===== Records to process =====

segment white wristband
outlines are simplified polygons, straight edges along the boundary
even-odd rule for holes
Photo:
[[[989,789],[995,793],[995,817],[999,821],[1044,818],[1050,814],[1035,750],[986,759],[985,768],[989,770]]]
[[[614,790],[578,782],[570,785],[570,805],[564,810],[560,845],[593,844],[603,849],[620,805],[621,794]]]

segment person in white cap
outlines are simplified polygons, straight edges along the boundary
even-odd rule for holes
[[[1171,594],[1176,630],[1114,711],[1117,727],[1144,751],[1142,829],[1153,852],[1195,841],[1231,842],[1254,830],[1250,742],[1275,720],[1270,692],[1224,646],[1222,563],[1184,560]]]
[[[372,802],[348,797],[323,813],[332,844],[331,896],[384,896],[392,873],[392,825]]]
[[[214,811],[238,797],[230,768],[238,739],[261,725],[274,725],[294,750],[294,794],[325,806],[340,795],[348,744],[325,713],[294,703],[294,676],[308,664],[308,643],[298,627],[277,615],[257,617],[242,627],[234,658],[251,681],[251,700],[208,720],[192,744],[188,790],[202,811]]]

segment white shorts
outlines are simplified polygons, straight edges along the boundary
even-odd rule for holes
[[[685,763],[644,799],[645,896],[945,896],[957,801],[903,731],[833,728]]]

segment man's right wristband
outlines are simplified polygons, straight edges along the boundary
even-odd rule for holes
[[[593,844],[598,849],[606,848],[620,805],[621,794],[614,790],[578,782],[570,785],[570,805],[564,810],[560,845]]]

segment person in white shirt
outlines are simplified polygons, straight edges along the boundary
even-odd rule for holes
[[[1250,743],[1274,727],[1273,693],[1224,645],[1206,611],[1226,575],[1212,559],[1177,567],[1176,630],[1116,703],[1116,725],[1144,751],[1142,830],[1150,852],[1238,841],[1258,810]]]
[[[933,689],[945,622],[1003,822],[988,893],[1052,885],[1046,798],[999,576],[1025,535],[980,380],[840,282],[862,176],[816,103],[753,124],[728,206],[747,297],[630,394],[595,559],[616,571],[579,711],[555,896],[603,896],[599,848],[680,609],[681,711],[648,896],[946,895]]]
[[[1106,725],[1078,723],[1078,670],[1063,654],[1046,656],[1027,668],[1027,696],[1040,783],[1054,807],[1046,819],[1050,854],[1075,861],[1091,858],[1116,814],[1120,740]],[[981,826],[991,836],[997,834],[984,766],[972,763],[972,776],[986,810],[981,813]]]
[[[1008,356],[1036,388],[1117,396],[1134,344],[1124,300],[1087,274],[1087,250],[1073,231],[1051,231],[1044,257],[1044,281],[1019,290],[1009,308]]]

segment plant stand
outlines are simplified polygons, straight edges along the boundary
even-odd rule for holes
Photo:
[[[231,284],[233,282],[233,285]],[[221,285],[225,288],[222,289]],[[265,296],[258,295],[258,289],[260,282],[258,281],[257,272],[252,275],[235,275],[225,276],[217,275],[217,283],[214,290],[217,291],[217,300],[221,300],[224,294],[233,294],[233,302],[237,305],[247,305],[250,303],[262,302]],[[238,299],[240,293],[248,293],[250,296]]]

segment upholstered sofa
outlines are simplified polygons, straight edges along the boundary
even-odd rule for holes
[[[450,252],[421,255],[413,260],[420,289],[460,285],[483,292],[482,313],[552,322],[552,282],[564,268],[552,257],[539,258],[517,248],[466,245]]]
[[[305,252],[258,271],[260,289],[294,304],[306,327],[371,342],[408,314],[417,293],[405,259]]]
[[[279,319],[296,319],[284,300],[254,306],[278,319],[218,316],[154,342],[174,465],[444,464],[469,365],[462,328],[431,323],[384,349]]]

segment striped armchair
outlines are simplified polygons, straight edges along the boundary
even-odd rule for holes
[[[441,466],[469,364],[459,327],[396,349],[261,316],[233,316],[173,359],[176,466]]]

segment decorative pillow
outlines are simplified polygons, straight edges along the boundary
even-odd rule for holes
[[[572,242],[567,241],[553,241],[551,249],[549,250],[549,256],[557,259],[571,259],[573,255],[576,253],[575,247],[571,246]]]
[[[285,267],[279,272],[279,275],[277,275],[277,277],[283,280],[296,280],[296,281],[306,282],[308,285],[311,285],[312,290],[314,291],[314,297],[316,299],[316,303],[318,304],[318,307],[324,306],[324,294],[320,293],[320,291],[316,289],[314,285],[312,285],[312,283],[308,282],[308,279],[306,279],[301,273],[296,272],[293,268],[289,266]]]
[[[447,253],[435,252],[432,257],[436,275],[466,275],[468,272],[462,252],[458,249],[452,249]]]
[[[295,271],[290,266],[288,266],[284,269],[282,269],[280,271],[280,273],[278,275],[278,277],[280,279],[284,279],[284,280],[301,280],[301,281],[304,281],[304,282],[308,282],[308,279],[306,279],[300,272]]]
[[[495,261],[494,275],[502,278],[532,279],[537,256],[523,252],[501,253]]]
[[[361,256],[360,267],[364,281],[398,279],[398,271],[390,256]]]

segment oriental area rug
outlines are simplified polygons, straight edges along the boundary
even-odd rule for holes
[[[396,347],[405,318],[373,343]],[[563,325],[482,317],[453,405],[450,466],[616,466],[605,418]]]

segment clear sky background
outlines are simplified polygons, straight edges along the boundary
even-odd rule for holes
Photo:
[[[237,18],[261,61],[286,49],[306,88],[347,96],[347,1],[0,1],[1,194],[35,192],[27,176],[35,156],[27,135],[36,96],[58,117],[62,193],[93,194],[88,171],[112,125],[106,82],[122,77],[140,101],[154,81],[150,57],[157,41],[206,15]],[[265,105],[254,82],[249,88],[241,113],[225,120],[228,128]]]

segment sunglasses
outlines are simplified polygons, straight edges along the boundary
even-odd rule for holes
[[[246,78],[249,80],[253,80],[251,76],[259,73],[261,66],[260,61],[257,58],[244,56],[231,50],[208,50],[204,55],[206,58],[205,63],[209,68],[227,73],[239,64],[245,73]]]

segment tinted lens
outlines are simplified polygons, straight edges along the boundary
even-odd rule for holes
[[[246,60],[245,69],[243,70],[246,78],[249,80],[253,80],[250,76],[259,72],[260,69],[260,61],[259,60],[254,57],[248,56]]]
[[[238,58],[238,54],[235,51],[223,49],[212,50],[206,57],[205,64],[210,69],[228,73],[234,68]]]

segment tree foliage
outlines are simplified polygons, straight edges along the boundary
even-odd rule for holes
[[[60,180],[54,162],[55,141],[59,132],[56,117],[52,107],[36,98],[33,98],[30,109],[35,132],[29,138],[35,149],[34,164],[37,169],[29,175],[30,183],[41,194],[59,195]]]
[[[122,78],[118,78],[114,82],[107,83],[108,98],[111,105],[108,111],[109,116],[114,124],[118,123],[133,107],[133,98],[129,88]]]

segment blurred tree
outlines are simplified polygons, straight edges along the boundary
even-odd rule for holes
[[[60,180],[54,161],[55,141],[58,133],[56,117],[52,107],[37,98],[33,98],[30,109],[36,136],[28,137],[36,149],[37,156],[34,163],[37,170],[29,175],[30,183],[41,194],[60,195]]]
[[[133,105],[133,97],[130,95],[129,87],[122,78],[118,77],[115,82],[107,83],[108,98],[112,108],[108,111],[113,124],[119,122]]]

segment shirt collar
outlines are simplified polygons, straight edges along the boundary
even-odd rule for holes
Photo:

=====

Repeat every entry exactly as written above.

segment white wristband
outlines are simplified polygons, straight edges along the boundary
even-odd rule for holes
Photo:
[[[989,789],[995,793],[995,817],[999,821],[1044,818],[1050,814],[1035,750],[986,759],[985,768],[989,770]]]
[[[614,790],[578,782],[570,785],[570,805],[564,810],[560,845],[593,844],[603,849],[620,805],[621,794]]]

segment person in white cap
outlines are simplified polygons, straight edges along the boundary
even-odd rule for holes
[[[1171,594],[1176,630],[1114,711],[1117,727],[1144,751],[1142,829],[1153,852],[1195,841],[1231,842],[1254,830],[1250,742],[1275,720],[1270,692],[1224,646],[1222,563],[1184,560]]]
[[[372,802],[348,797],[323,813],[332,844],[331,896],[384,896],[392,873],[392,825]]]
[[[214,811],[238,797],[230,768],[238,739],[261,725],[274,725],[294,750],[294,794],[325,806],[340,795],[348,744],[325,713],[294,703],[294,676],[308,664],[308,643],[298,627],[277,615],[257,617],[242,627],[234,658],[251,681],[251,700],[208,720],[192,744],[188,790],[202,811]]]

segment white shorts
outlines are simplified polygons, straight edges along the boundary
even-odd rule for holes
[[[685,763],[644,799],[645,896],[945,896],[957,801],[903,731],[833,728]]]

segment man's right wristband
outlines are simplified polygons, straight edges along the boundary
even-odd rule for holes
[[[593,844],[598,849],[606,848],[620,805],[621,794],[614,790],[578,782],[570,785],[570,805],[564,810],[560,845]]]

segment person in white shirt
outlines are simplified polygons, straight edges along the boundary
even-odd rule for holes
[[[1250,743],[1274,727],[1273,693],[1224,645],[1206,611],[1226,575],[1212,559],[1177,567],[1176,630],[1116,703],[1116,725],[1144,751],[1142,830],[1150,852],[1238,841],[1258,810]]]
[[[933,689],[945,622],[1003,822],[988,893],[1052,885],[1046,798],[999,576],[1025,535],[980,380],[840,282],[862,176],[816,103],[753,124],[728,206],[747,297],[630,394],[595,559],[616,571],[579,711],[555,896],[603,896],[599,848],[680,609],[681,711],[648,896],[946,895]]]
[[[1106,725],[1078,723],[1078,670],[1063,654],[1046,656],[1027,668],[1027,696],[1040,783],[1054,807],[1046,819],[1050,854],[1075,861],[1091,858],[1116,814],[1120,740]],[[981,826],[991,836],[997,834],[984,766],[972,763],[972,776],[986,810],[981,813]]]
[[[1008,356],[1036,388],[1117,396],[1134,344],[1124,300],[1087,274],[1087,250],[1073,231],[1051,231],[1044,257],[1044,281],[1019,290],[1009,308]]]

segment plant stand
outlines are simplified polygons, straight edges along the boundary
even-odd rule for holes
Photo:
[[[231,284],[233,282],[233,285]],[[221,285],[225,288],[222,289]],[[265,296],[258,295],[258,289],[260,282],[258,281],[257,272],[252,275],[235,275],[225,276],[217,275],[217,283],[214,290],[217,291],[217,300],[221,300],[224,294],[233,294],[233,302],[237,305],[247,305],[250,303],[262,302]],[[238,299],[240,293],[248,293],[250,296]]]

segment upholstered sofa
outlines are simplified polygons, straight edges along the boundary
even-odd rule for holes
[[[450,252],[421,255],[413,260],[420,289],[460,285],[483,292],[482,313],[552,322],[552,282],[564,268],[552,257],[539,258],[517,248],[466,245]]]
[[[305,252],[258,271],[260,289],[294,304],[306,327],[371,342],[408,314],[417,293],[405,259]]]
[[[279,319],[296,319],[284,300],[254,306],[278,319],[218,316],[154,342],[174,465],[444,464],[469,365],[462,328],[431,323],[384,349]]]

segment striped armchair
outlines are simplified polygons, straight edges along the boundary
even-odd rule for holes
[[[441,466],[469,364],[459,327],[396,349],[261,316],[233,316],[173,359],[176,466]]]

segment decorative pillow
outlines are simplified polygons, straight edges along the boundary
even-odd rule for holes
[[[572,242],[567,241],[553,241],[551,249],[549,250],[549,256],[557,259],[571,259],[573,255],[576,253],[575,247],[571,246]]]
[[[285,267],[279,272],[279,275],[277,275],[277,277],[283,280],[296,280],[296,281],[306,282],[308,285],[311,285],[312,290],[314,291],[314,297],[316,299],[316,303],[318,304],[318,307],[324,306],[324,294],[320,293],[320,291],[316,289],[314,285],[312,285],[312,283],[308,282],[308,279],[306,279],[301,273],[296,272],[293,268],[289,266]]]
[[[447,253],[435,252],[432,257],[436,275],[466,275],[468,272],[462,252],[458,249],[452,249]]]
[[[295,271],[290,266],[288,266],[284,269],[282,269],[280,271],[280,273],[278,275],[278,277],[280,279],[284,279],[284,280],[301,280],[301,281],[304,281],[304,282],[308,282],[308,279],[306,279],[300,272]]]
[[[495,261],[494,275],[502,278],[532,279],[537,256],[523,252],[501,253]]]
[[[361,256],[360,267],[364,281],[398,279],[398,271],[390,256]]]

segment oriental area rug
outlines are simplified polygons, straight edges along the boundary
even-odd rule for holes
[[[396,347],[405,318],[373,343]],[[563,325],[482,317],[453,405],[450,466],[616,466],[605,418]]]

segment clear sky background
outlines are simplified polygons, straight edges along the boundary
even-odd rule for holes
Photo:
[[[237,18],[261,61],[286,49],[306,88],[347,96],[347,1],[0,1],[1,194],[35,192],[27,176],[35,156],[27,135],[36,96],[58,117],[62,193],[93,194],[88,171],[112,125],[106,82],[122,77],[140,101],[154,81],[150,57],[157,41],[206,15]],[[265,105],[254,82],[249,88],[241,113],[225,120],[228,128]]]

segment sunglasses
outlines are simplified polygons, straight edges along the boundary
even-odd rule for holes
[[[246,78],[249,80],[253,80],[251,76],[259,73],[261,66],[260,61],[257,58],[244,56],[231,50],[208,50],[204,55],[206,58],[205,63],[209,68],[227,73],[239,64],[245,73]]]

segment tinted lens
outlines are simplified polygons, straight edges along the boundary
even-odd rule for holes
[[[246,60],[245,69],[243,70],[246,78],[249,80],[253,80],[250,76],[259,72],[260,69],[260,61],[259,60],[254,57],[248,56]]]
[[[238,58],[238,54],[235,51],[223,49],[212,50],[206,57],[205,64],[210,69],[228,73],[234,68]]]

segment tree foliage
outlines are simplified polygons, straight edges along the boundary
even-odd rule for holes
[[[60,180],[54,162],[55,141],[59,132],[56,117],[52,107],[36,98],[33,98],[30,109],[35,132],[29,138],[35,149],[34,164],[37,169],[29,175],[30,183],[41,194],[59,195]]]
[[[122,78],[118,78],[114,82],[107,83],[108,98],[111,105],[108,111],[109,116],[114,124],[118,123],[133,107],[133,98],[129,88]]]

segment blurred tree
outlines are simplified polygons, straight edges along the boundary
even-odd rule for holes
[[[60,180],[54,161],[55,141],[58,133],[56,117],[52,107],[37,98],[33,98],[30,109],[36,136],[28,137],[36,149],[37,156],[34,163],[37,170],[29,175],[30,183],[41,194],[60,195]]]
[[[133,105],[133,97],[130,95],[129,87],[122,78],[118,77],[115,82],[107,83],[108,98],[112,108],[108,111],[113,124],[119,122]]]

segment shirt collar
outlines are simplified polygons, straight edges along the boundary
even-odd rule for holes
Photo:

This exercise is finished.